TEXT SEGMENT =
* * *

We are apt to assume that every human action is the result of an intellectual process, by which a man first thinks of some end which he desires, and then calculates the means by which that end can be attained. An investor, for instance, desires good security combined with five per cent interest. He spends an hour in studying with an open mind the price-list of stocks, and finally infers that the purchase of Brewery Debentures will enable him most completely to realise his desire. Given the original desire for good security, his act in purchasing the Debentures appears to be the inevitable result of his inference. The desire for good security itself may further appear to be merely an intellectual inference as to the means of satisfying some more general desire, shared by all mankind, for 'happiness,' our own 'interest,' or the like. The satisfaction of this general desire can then be treated as the supreme 'end' of life, from which all our acts and impulses, great and small, are derived by the same intellectual process as that by which the conclusion is derived from the premises of an argument.
This way of thinking is sometimes called 'common sense.' A good example of its application to politics may be found in a sentence from Macaulay's celebrated attack on the Utilitarian followers of Bentham in the Edinburgh Review of March 1829. This extreme instance of the foundation of politics upon dogmatic psychology is, curiously enough, part of an argument intended to show that 'it is utterly impossible to deduce the science of government from the principles of human nature.' 'What proposition,' Macaulay asks, 'is there respecting human nature which is absolutely and universally true? We know of only one: and that is not only true, but identical; that men always act from self-interest.... When we see the actions of a man, we know with certainty what he thinks his interest to be.'[3] Macaulay believes himself to be opposing Benthamism root and branch, but is unconsciously adopting and exaggerating the assumption which Bentham shared with most of the other eighteenth and early nineteenth century philosophers—that all motives result from the idea of some preconceived end.
[3] Edinburgh Review, March 1829, p. 185. (The italics are mine.)
If he had been pressed, Macaulay would probably have admitted that there are cases in which human acts and impulses to act occur independently of any idea of an end to be gained by them. If I have a piece of grit in my eye and ask some one to take it out with the corner of his handkerchief, I generally close the eye as soon as the handkerchief comes near, and always feel a strong impulse to do so. Nobody supposes that I close my eye because, after due consideration, I think it my interest to do so. Nor do most men choose to run away in battle, to fall in love, or to talk about the weather in order to satisfy their desire for a preconceived end. If, indeed, a man were followed through one ordinary day, without his knowing it, by a cinematographic camera and a phonograph, and if all his acts and sayings were reproduced before him next day, he would be astonished to find how few of them were the result of a deliberate search for the means of attaining ends. He would, of course, see that much of his activity consisted in the half-conscious repetition, under the influence of habit, of movements which were originally more fully conscious. But even if all cases of habit were excluded he would find that only a small proportion of the residue could be explained as being directly produced by an intellectual calculation. If a record were also kept of those of his impulses and emotions which did not result in action, it would be seen that they were of the same kind as those which did, and that very few of them were preceded by that process which Macaulay takes for granted.

* * *

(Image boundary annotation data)
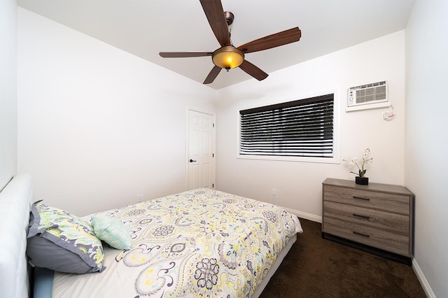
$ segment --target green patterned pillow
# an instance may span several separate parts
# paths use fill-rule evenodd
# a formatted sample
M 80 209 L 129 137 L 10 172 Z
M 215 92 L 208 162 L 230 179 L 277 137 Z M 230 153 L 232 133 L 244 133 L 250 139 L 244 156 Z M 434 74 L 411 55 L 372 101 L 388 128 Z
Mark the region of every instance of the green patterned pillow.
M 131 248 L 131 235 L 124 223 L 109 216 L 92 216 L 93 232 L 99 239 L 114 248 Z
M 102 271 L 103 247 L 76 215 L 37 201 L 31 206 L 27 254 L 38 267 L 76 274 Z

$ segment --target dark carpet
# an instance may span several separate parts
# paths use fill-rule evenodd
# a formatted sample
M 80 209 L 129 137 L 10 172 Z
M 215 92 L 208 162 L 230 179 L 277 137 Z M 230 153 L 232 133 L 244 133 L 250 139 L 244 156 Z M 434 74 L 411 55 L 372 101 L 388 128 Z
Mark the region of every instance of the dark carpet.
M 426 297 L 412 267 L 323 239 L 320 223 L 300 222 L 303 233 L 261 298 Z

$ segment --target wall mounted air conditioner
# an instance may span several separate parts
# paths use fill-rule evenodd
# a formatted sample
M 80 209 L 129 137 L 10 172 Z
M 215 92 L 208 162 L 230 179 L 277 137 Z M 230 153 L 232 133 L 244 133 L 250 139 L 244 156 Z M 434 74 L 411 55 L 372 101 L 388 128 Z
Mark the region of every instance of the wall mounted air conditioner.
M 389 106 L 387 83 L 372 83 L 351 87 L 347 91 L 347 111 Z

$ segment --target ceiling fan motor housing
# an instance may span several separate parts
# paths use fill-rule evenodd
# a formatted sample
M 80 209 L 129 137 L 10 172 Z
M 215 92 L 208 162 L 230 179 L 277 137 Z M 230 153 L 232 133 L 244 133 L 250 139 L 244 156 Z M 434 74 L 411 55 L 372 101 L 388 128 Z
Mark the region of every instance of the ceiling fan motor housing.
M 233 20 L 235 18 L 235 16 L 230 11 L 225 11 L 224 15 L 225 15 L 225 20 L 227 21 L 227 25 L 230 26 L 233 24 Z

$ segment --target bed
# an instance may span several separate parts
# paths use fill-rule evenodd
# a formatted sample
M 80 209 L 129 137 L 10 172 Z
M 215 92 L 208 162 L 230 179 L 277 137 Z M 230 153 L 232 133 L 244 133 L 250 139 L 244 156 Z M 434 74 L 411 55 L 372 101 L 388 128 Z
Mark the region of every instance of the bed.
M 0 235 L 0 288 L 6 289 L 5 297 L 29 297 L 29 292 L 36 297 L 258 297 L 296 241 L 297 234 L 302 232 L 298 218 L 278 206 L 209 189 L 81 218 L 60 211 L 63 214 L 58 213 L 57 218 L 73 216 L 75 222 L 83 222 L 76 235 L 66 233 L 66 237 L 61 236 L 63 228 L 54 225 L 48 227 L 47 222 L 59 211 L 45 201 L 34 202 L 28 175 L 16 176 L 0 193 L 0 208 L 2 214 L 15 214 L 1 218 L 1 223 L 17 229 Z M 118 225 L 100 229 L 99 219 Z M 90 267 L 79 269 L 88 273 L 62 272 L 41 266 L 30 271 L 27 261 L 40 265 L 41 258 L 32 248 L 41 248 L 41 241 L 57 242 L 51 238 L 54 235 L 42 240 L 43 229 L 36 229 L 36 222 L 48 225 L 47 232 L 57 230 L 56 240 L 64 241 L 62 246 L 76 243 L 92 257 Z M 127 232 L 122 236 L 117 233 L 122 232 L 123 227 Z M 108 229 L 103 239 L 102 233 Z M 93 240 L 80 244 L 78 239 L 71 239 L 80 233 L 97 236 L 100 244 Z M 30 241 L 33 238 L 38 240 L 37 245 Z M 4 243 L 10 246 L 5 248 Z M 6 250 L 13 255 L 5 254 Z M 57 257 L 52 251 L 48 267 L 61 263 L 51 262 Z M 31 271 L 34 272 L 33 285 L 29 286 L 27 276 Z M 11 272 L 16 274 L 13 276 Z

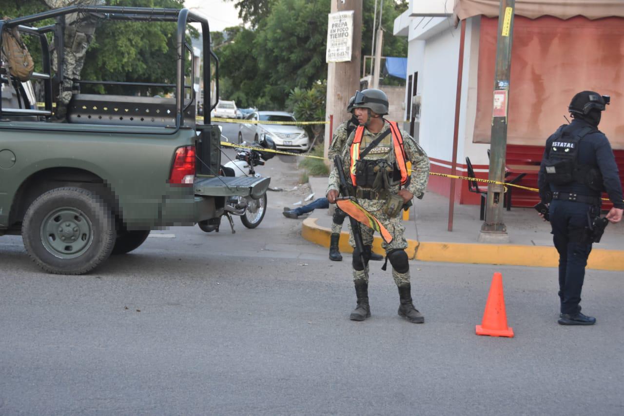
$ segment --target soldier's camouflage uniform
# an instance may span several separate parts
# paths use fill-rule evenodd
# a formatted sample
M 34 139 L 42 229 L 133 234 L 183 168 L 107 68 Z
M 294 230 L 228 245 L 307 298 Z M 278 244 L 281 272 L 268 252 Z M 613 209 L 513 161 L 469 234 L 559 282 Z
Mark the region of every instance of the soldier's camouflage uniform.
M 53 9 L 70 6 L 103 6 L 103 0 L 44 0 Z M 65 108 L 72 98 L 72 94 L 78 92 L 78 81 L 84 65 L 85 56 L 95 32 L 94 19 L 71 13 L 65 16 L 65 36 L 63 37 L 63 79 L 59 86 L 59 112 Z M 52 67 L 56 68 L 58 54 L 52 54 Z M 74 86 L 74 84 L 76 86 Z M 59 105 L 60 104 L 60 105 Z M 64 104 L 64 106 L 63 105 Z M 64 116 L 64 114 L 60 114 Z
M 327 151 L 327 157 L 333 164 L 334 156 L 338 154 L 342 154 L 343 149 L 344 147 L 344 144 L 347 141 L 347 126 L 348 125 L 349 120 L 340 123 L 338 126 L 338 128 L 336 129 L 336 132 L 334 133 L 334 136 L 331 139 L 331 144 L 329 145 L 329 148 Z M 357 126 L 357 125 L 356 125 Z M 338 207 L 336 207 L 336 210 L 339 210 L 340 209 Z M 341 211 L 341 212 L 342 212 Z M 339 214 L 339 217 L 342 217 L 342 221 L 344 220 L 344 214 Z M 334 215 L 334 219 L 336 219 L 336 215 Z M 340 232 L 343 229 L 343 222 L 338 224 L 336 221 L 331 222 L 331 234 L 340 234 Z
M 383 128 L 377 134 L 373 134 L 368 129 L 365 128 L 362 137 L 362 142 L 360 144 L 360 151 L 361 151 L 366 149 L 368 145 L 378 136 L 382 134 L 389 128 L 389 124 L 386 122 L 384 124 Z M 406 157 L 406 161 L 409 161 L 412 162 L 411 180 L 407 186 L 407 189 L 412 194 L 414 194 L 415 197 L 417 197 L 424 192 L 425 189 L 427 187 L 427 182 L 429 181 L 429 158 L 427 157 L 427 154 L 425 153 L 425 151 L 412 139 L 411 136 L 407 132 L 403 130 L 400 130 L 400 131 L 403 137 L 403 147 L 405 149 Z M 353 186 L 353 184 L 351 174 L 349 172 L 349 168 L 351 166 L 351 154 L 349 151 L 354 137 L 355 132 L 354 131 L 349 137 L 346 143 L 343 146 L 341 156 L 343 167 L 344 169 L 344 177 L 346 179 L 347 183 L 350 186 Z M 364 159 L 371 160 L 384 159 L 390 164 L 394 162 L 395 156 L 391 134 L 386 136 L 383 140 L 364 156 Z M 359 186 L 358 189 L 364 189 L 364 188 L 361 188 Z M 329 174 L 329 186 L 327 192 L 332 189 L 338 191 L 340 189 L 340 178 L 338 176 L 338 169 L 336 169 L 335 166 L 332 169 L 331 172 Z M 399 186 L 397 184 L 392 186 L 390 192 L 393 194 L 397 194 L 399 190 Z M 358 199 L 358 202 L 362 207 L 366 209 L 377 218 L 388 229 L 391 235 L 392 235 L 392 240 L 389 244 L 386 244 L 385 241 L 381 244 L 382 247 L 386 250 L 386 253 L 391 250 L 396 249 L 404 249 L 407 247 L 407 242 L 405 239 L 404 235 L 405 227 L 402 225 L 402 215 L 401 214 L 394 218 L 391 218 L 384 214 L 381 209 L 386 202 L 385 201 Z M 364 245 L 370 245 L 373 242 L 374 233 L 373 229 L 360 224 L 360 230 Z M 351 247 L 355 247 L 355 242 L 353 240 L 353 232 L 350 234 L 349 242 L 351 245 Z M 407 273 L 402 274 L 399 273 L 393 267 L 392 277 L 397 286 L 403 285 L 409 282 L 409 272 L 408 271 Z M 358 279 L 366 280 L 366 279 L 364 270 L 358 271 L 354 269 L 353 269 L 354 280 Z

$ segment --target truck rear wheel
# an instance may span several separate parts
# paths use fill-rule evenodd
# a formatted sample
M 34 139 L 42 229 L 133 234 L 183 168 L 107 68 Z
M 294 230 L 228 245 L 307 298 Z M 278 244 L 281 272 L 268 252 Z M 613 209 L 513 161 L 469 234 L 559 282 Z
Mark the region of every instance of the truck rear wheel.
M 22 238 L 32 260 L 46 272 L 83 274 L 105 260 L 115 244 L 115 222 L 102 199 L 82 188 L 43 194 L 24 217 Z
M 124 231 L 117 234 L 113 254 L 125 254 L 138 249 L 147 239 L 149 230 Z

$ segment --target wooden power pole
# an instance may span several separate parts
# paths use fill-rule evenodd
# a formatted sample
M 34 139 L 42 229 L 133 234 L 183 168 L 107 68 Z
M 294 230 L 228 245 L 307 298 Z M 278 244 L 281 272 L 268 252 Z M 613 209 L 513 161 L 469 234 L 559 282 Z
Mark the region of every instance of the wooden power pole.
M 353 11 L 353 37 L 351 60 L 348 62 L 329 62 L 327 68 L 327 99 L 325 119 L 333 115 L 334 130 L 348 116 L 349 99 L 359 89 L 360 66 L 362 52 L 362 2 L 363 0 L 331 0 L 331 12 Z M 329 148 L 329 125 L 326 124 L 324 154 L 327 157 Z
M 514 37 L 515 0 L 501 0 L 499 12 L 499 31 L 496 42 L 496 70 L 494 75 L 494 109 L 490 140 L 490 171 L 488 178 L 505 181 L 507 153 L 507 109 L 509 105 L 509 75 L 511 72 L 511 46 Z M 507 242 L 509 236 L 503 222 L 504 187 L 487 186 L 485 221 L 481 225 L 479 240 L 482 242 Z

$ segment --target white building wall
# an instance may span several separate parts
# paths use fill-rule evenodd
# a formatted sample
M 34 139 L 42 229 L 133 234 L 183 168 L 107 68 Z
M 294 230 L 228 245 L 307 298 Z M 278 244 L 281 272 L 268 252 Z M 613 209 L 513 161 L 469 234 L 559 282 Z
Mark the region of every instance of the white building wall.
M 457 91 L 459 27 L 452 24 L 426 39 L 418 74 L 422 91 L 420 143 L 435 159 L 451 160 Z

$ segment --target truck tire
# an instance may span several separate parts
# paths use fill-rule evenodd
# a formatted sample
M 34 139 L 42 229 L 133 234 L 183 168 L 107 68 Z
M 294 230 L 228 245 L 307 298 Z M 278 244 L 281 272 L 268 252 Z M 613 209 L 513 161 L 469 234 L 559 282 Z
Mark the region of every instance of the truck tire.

* * *

THE TASKS =
1. In the passage on human motives, where and when did Macaulay's attack on the Utilitarian followers of Bentham appear?
2. Why does the passage on human motives call Macaulay's sentence a curious example of founding politics on dogmatic psychology?

ANSWERS BELOW =
1. It appeared in the Edinburgh Review of March 1829.

2. Macaulay's sentence is an extreme instance of basing politics on dogmatic psychology. Yet it forms part of an argument meant to show that the science of government cannot be deduced from the principles of human nature.